**DO THIS:** Collect every line of the material below that contains the word "brown", counting only matches with the same capitalization.

>>>

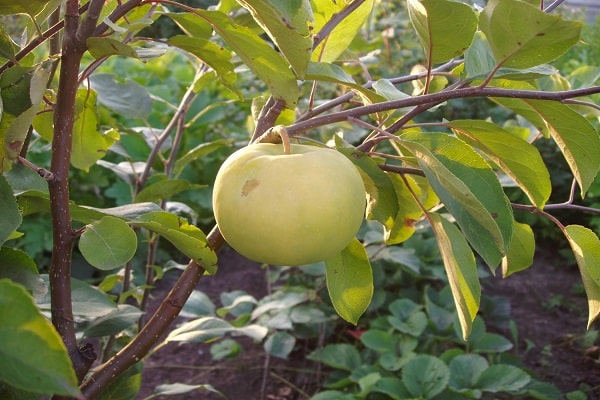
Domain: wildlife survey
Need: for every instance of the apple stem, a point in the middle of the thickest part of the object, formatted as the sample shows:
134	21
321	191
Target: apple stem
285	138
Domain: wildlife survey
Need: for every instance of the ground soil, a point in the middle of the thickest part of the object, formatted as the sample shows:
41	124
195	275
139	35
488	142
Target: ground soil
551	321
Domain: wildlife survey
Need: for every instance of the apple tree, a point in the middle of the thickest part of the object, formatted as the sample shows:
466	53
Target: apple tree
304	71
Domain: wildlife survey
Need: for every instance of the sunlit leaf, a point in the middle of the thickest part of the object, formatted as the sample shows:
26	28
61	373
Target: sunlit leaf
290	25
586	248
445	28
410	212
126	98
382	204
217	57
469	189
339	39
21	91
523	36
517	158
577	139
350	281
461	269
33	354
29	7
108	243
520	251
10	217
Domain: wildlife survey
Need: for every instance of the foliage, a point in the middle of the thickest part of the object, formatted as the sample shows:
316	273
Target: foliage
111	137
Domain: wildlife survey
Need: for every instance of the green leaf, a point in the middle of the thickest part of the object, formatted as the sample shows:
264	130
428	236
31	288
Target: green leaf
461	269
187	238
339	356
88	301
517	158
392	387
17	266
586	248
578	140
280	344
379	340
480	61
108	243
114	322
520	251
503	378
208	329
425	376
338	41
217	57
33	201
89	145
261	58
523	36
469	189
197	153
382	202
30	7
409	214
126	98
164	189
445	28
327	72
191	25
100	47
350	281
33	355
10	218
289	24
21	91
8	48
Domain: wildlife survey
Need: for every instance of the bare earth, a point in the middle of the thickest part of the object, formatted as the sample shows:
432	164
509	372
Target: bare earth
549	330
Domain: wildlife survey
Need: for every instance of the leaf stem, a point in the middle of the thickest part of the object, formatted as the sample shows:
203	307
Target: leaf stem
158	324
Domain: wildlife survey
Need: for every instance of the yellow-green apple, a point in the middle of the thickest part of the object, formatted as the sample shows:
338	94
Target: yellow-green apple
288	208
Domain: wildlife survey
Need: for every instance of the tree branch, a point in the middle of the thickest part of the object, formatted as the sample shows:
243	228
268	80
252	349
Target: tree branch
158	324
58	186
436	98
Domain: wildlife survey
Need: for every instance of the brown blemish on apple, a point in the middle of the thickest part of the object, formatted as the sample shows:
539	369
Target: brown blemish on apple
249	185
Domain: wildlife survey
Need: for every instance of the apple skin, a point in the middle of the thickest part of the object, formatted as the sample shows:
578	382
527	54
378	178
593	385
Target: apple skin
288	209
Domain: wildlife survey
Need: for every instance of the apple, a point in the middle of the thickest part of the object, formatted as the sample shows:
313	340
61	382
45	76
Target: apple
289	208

<<<
>>>

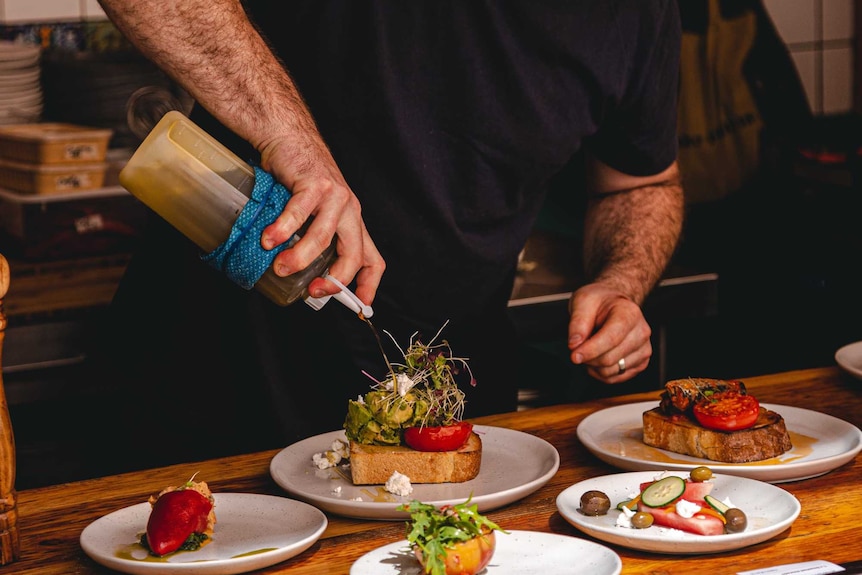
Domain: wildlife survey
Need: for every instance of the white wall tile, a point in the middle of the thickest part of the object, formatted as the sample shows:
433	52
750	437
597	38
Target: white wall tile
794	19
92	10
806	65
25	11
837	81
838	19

<<<

**PROBLEM SOLUTION:**
Need: for every instance of the brown blemish on apple, a point in the middle of the thickest part of the object, formatted as the sample shows:
Target: brown blemish on apple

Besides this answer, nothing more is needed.